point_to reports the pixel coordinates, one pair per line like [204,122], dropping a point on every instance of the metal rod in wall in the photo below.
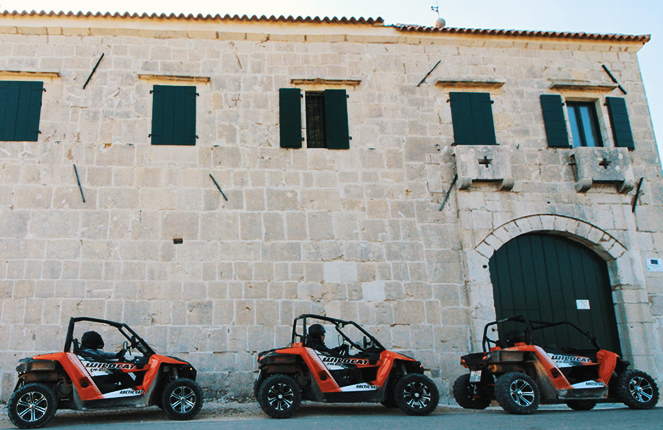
[78,181]
[218,187]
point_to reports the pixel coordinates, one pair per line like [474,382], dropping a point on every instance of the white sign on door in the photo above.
[654,265]
[583,305]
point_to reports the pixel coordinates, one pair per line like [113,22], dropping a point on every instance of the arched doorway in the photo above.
[550,278]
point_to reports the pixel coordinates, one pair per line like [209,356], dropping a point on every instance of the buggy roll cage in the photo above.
[135,340]
[530,326]
[338,324]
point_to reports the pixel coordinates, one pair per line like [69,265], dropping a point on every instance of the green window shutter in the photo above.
[290,117]
[461,116]
[173,115]
[8,110]
[553,118]
[484,128]
[472,117]
[20,110]
[337,133]
[621,126]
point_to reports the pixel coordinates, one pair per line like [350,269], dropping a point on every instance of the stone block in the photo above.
[340,272]
[374,291]
[179,225]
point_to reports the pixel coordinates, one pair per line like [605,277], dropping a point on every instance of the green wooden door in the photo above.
[550,278]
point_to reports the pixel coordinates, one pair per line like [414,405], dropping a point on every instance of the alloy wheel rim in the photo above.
[280,396]
[640,388]
[522,392]
[417,395]
[32,406]
[182,400]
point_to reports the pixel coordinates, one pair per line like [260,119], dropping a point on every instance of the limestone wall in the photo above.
[354,234]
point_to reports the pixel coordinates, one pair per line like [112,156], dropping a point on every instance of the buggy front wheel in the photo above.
[471,395]
[182,399]
[637,390]
[279,396]
[517,393]
[416,394]
[32,406]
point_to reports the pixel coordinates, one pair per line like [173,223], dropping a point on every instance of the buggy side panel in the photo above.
[607,365]
[78,375]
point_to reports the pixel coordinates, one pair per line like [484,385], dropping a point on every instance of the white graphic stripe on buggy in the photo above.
[125,392]
[589,384]
[359,387]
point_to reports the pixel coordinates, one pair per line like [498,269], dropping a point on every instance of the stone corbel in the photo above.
[603,165]
[483,163]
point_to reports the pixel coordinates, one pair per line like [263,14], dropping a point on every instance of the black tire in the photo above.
[581,405]
[32,406]
[416,394]
[181,399]
[279,396]
[517,393]
[470,396]
[637,390]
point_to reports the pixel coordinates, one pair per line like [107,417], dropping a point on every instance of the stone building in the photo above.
[537,154]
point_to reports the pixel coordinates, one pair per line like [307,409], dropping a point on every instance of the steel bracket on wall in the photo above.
[603,165]
[483,163]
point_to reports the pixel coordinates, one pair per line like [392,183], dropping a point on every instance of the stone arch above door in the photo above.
[600,241]
[634,319]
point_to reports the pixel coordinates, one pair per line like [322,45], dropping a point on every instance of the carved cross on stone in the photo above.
[605,163]
[485,161]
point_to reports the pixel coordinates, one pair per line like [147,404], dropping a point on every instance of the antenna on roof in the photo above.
[439,22]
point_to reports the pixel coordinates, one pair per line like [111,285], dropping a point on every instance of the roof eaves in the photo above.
[196,17]
[644,38]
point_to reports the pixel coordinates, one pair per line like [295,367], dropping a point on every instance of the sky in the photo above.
[595,16]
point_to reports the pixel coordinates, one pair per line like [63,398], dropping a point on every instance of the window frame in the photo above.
[25,129]
[155,138]
[321,129]
[577,120]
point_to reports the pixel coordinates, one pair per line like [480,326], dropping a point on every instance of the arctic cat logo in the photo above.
[365,386]
[113,366]
[570,358]
[130,392]
[339,360]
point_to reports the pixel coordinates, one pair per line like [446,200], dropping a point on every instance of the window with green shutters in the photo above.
[472,117]
[621,126]
[552,107]
[326,114]
[173,115]
[584,122]
[20,110]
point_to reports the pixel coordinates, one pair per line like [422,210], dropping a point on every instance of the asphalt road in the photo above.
[370,417]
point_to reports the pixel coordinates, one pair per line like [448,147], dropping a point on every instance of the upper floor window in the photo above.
[472,117]
[326,119]
[20,110]
[584,124]
[173,115]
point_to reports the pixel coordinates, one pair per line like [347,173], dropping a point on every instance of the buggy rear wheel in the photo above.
[181,399]
[517,393]
[279,396]
[32,406]
[416,394]
[581,405]
[637,390]
[469,395]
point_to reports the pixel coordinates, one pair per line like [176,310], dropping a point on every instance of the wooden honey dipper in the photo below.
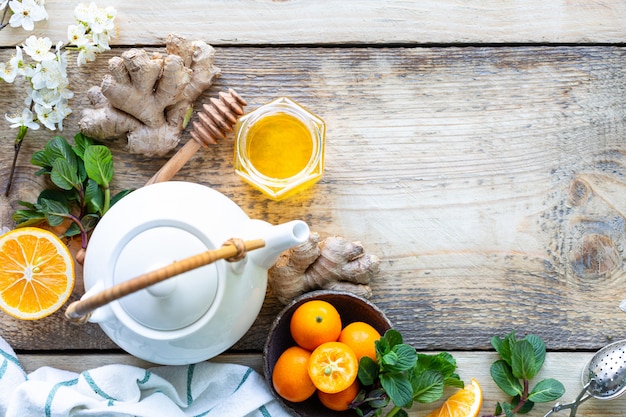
[214,121]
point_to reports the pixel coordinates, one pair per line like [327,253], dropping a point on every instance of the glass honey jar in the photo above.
[279,148]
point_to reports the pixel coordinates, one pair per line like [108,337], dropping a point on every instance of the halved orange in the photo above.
[36,273]
[333,367]
[465,402]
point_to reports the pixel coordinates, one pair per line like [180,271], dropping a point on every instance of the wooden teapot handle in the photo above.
[232,250]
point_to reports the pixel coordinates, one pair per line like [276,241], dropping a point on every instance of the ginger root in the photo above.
[332,264]
[148,99]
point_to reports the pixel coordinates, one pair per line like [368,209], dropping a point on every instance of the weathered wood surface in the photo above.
[489,180]
[246,22]
[566,367]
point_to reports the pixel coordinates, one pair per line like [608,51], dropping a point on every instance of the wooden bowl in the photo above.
[351,308]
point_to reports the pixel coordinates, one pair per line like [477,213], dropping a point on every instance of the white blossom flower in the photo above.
[9,71]
[77,35]
[25,119]
[46,97]
[38,48]
[46,116]
[26,13]
[87,53]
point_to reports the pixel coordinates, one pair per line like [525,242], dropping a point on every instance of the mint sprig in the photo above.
[521,360]
[402,376]
[81,175]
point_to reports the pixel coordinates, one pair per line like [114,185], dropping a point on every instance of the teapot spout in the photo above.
[278,238]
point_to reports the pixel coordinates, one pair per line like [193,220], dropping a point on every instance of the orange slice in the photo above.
[333,367]
[463,403]
[36,273]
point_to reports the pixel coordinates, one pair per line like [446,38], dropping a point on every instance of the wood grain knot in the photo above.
[596,256]
[579,192]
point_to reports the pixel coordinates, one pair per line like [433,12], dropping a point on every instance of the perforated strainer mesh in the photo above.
[607,372]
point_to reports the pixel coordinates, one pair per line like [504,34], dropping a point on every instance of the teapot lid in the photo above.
[176,302]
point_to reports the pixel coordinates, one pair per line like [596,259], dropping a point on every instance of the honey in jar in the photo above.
[279,148]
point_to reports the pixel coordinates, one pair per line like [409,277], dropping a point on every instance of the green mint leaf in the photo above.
[442,362]
[89,221]
[382,347]
[508,410]
[398,388]
[427,386]
[368,371]
[454,381]
[377,398]
[503,377]
[406,357]
[54,211]
[523,360]
[539,348]
[94,197]
[81,142]
[503,346]
[388,361]
[40,159]
[56,148]
[393,337]
[546,391]
[59,148]
[64,175]
[73,230]
[117,197]
[99,164]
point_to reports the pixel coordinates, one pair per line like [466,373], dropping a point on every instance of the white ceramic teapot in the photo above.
[196,315]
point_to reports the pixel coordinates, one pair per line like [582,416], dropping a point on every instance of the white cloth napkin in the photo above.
[204,389]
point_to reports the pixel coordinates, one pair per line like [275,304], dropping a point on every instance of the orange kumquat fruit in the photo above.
[315,322]
[360,337]
[341,400]
[465,402]
[333,367]
[290,376]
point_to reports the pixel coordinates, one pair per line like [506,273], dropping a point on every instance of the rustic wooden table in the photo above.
[477,148]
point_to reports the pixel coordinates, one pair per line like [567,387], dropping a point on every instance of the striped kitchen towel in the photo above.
[204,389]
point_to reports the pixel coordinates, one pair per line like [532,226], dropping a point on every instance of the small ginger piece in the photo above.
[332,264]
[149,99]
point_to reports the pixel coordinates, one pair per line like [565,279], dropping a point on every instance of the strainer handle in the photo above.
[232,250]
[582,397]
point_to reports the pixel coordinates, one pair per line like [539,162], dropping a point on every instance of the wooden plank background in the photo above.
[283,22]
[455,165]
[476,147]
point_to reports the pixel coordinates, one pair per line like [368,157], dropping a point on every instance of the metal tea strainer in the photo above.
[603,378]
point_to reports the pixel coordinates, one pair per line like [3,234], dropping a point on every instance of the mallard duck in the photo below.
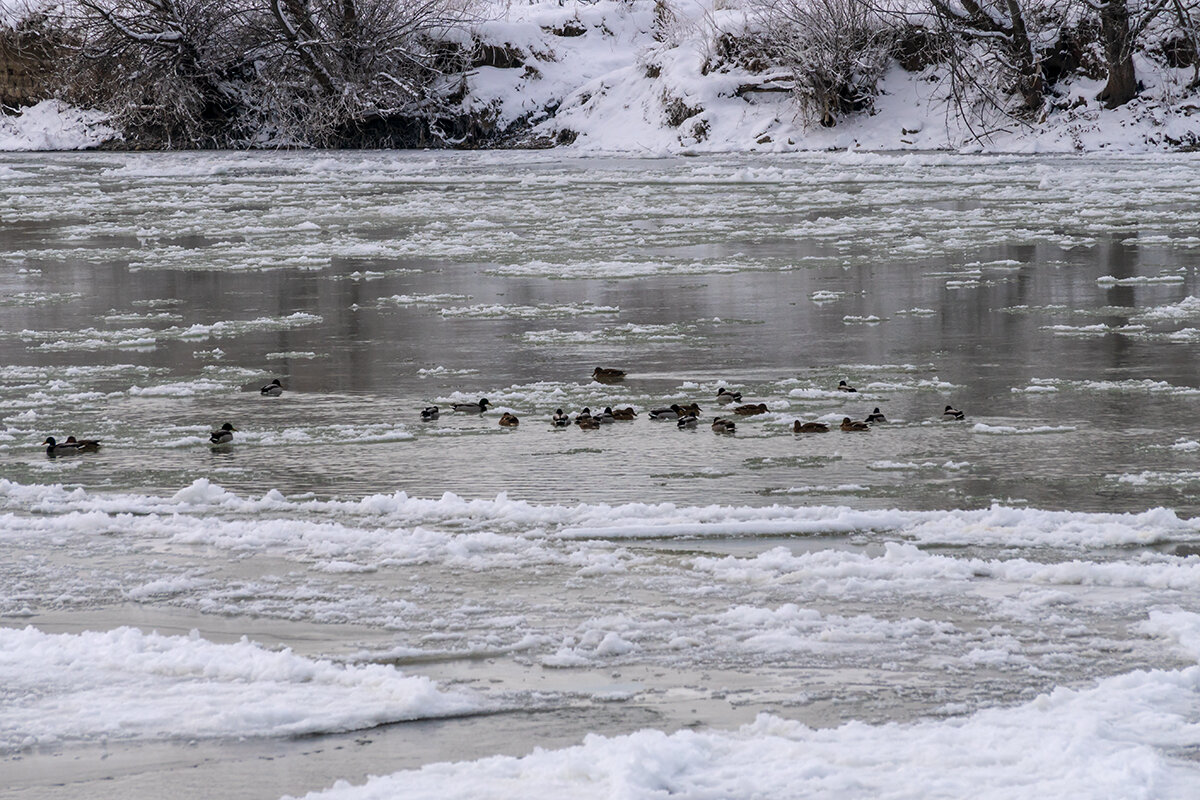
[750,409]
[724,396]
[607,374]
[70,446]
[472,408]
[672,411]
[222,437]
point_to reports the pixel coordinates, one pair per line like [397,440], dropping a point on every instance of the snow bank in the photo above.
[1125,737]
[53,125]
[125,684]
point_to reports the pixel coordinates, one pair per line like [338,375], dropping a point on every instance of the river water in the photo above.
[587,581]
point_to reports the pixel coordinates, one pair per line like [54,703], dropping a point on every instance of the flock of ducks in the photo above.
[684,416]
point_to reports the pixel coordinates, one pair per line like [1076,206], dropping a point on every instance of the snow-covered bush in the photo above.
[267,72]
[835,49]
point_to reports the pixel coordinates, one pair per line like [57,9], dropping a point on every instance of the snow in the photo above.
[1113,739]
[628,83]
[127,684]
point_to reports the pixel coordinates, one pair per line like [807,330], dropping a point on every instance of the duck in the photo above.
[720,425]
[750,409]
[473,408]
[70,446]
[607,374]
[672,411]
[222,437]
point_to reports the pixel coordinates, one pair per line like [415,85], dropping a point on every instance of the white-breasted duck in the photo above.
[473,408]
[720,425]
[672,411]
[750,409]
[223,435]
[952,413]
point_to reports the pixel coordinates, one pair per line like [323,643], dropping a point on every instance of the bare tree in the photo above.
[244,72]
[835,49]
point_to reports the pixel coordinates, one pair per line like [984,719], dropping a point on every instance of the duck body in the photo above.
[672,411]
[223,435]
[607,374]
[724,396]
[720,425]
[750,409]
[952,413]
[71,446]
[472,408]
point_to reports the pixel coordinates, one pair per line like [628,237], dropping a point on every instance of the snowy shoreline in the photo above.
[615,83]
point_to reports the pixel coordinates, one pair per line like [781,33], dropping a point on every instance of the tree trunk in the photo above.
[1117,40]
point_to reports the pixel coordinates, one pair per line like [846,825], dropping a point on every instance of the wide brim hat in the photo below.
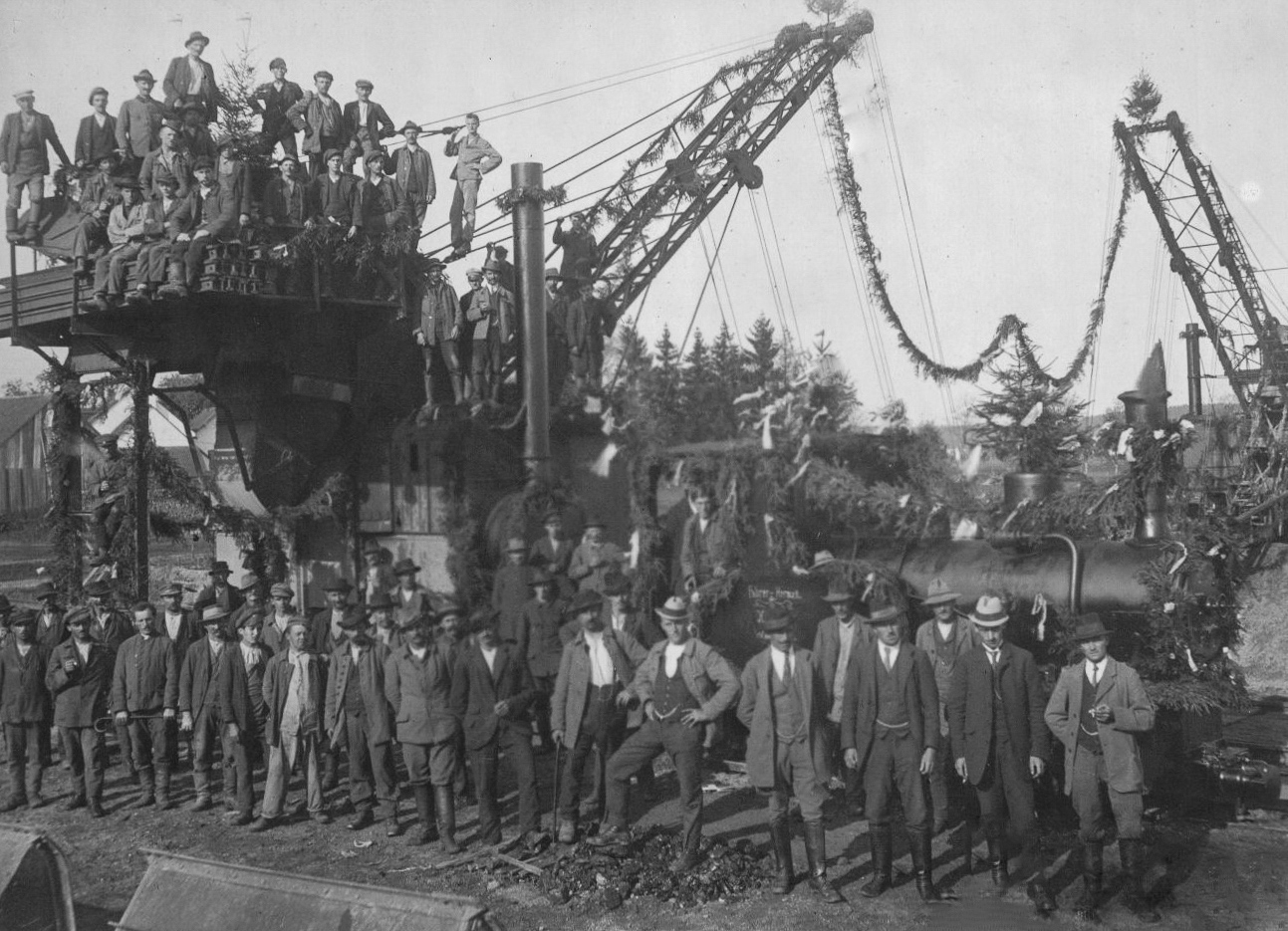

★ ★ ★ ★

*The problem*. Print only the lines from the line that contains "body in the photo above." to the final line of the data, inclusive. Pictures stay out.

*Task output*.
point_to reports the pixel coordinates, one pair per line like [984,719], dropping a point on every instance of the duck body in the photo above.
[672,411]
[223,435]
[607,374]
[724,396]
[720,425]
[750,409]
[952,413]
[71,446]
[472,408]
point_to reports the pixel coordinates, one pair per line like [628,237], dropping a point on every instance of the snowy shoreline in the photo above.
[615,83]
point_to reports the pixel coordinates, one pair per line like [781,33], dropping a point on every instance of the tree trunk in the photo above.
[1117,40]
point_to reports the pixel coordinates, one pair per line like [846,825], dropping a point on every instance of the wide brim hat in the photo below.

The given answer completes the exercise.